__DOCUMENT SECTION__
--- BEGIN ---

After this, we might end up in two situations and those are:
\begin{enumerate}
\item Current node is not a 0-child, which means that after propagation and promotions we have gotten to a parent node that is (1, 2) or (2, 1), which refers to the \hyperref[avl:rules:insert:1]{\textit{rule 1}}.
\item Current node is a 0-child, which means that after propagation and promotions we have a node with a parent that is either (0, 2) or (2, 0) node. This case conforms to the \hyperref[avl:rules:insert:3]{\textit{rule 3}} and must be handled further to fix the broken rank rule.
\end{enumerate}
\hyperref[avl:rules:insert:3]{\textit{Rule 3}} is then handled by a helper function that can be seen in \autoref{algorithm:wavl:fix0Child}.

--- END ---

__SUPPLIED RECORDS__

--- BEGIN ---

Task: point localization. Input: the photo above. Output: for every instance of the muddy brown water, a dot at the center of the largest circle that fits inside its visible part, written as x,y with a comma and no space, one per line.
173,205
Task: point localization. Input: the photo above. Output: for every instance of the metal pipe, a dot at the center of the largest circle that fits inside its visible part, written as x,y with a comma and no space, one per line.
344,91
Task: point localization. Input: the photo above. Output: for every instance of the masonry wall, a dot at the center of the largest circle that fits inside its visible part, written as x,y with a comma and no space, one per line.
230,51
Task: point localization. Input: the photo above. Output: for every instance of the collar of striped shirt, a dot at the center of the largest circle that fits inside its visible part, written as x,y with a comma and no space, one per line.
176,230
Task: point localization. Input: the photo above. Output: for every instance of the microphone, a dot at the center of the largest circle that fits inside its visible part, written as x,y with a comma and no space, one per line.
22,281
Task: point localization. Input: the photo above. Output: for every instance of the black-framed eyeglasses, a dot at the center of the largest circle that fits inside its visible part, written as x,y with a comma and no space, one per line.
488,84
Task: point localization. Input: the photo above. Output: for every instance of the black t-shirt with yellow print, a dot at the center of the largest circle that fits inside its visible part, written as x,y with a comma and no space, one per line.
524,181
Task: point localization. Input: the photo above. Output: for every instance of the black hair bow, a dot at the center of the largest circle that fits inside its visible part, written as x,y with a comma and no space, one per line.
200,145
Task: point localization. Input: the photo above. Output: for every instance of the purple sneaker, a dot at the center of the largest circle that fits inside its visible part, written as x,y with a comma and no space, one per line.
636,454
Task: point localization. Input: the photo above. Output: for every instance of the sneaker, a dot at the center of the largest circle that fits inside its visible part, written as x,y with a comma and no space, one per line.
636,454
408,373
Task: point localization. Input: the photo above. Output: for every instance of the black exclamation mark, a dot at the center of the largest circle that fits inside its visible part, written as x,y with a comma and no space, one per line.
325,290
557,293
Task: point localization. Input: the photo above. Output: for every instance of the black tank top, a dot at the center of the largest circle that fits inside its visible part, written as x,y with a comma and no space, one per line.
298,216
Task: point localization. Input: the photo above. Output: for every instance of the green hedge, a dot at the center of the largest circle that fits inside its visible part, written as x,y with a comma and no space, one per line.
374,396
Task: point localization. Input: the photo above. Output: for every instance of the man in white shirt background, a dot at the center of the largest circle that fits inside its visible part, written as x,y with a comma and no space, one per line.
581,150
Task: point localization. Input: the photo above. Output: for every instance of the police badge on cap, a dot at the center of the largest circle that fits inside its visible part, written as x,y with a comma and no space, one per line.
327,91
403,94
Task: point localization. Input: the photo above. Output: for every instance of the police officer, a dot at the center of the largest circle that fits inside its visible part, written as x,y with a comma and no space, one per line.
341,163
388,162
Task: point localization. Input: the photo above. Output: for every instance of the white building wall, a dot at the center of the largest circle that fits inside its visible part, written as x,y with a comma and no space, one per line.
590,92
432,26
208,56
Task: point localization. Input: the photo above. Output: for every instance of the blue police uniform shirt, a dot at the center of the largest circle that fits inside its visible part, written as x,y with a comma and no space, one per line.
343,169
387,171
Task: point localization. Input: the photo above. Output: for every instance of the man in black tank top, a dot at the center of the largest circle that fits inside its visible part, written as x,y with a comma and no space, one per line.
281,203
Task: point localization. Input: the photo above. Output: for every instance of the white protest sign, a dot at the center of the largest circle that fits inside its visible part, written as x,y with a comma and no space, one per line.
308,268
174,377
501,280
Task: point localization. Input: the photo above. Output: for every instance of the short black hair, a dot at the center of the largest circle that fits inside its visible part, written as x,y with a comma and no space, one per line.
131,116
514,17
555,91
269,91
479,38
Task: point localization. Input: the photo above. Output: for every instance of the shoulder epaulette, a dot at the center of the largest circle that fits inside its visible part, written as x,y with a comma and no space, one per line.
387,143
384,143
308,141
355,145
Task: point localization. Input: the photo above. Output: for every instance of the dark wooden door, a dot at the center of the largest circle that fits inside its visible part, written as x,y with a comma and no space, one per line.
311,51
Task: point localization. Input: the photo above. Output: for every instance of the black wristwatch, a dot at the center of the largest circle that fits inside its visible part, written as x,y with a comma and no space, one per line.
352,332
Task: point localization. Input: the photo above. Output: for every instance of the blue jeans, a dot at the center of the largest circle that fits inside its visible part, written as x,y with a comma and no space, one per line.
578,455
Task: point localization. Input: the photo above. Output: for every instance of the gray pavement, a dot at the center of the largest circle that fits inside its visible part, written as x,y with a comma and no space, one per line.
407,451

--- END ---

__GIVEN REQUEST A__
Decide whether each statement below agrees with the passage on AVL insertion, answering yes or no and quoting the words of the passage that settle it: (i) If the current node is not a 0-child, its parent is a (1, 2) or (2, 1) node. (ii) A current node that is a 0-child needs no further handling. (iii) Rule 3 is handled by a helper function.
__GIVEN REQUEST B__
Carry on the passage on AVL insertion from its final sentence.

__RIGHT ANSWER A__
(i) Yes: "we have gotten to a parent node that is (1, 2) or (2, 1)"
(ii) No: "must be handled further to fix the broken rank rule"
(iii) Yes: "is then handled by a helper function"

__RIGHT ANSWER B__
\begin{algorithm}
\Proc{$\texttt{fix0Child}(T, x, y, rotateToLeft, rotateToRight)$}{
$z \gets x.parent$\;
\BlankLine
\uIf(\tcp*[h]{Handles \hyperref[avl:rules:insert:3a]{rule 3a}}){$y = nil \lor y\, is\, \text{2-child}$}{
$rotateToRight(T, z)$\;
\BlankLine
$\texttt{demote}(z)$\;
}
\ElseIf(\tcp*[h]{Handles \hyperref[avl:rules:insert:3b]{rule 3b}}){$y\, is\, \text{1-child}$}{
$rotateToLeft(T, x)$\;
$rotateToRight(T, z)$\;
\BlankLine
$\texttt{promote}(y)$\;
$\texttt{demote}(x)$\;
$\texttt{demote}(z)$\;
}
}
\caption{Generic algorithm for fixing 0-child after insertion}\label{algorithm:wavl:fix0Child}
\end{algorithm}
Here we can see, once again, an interesting pattern. When comparing to the algorithm described above, using the rank representation, we do not need to worry about changing the signs and updating the heights, since by rotating combined with demotion and promotion of the ranks, we are effectively updating the height (represented via rank) of the affected nodes. This observation could be used in \autoref{algorithm:avl:deleteFixNode} and \autoref{algorithm:avl:deleteRotate} where we turned to manual updating of ranks to show the difference.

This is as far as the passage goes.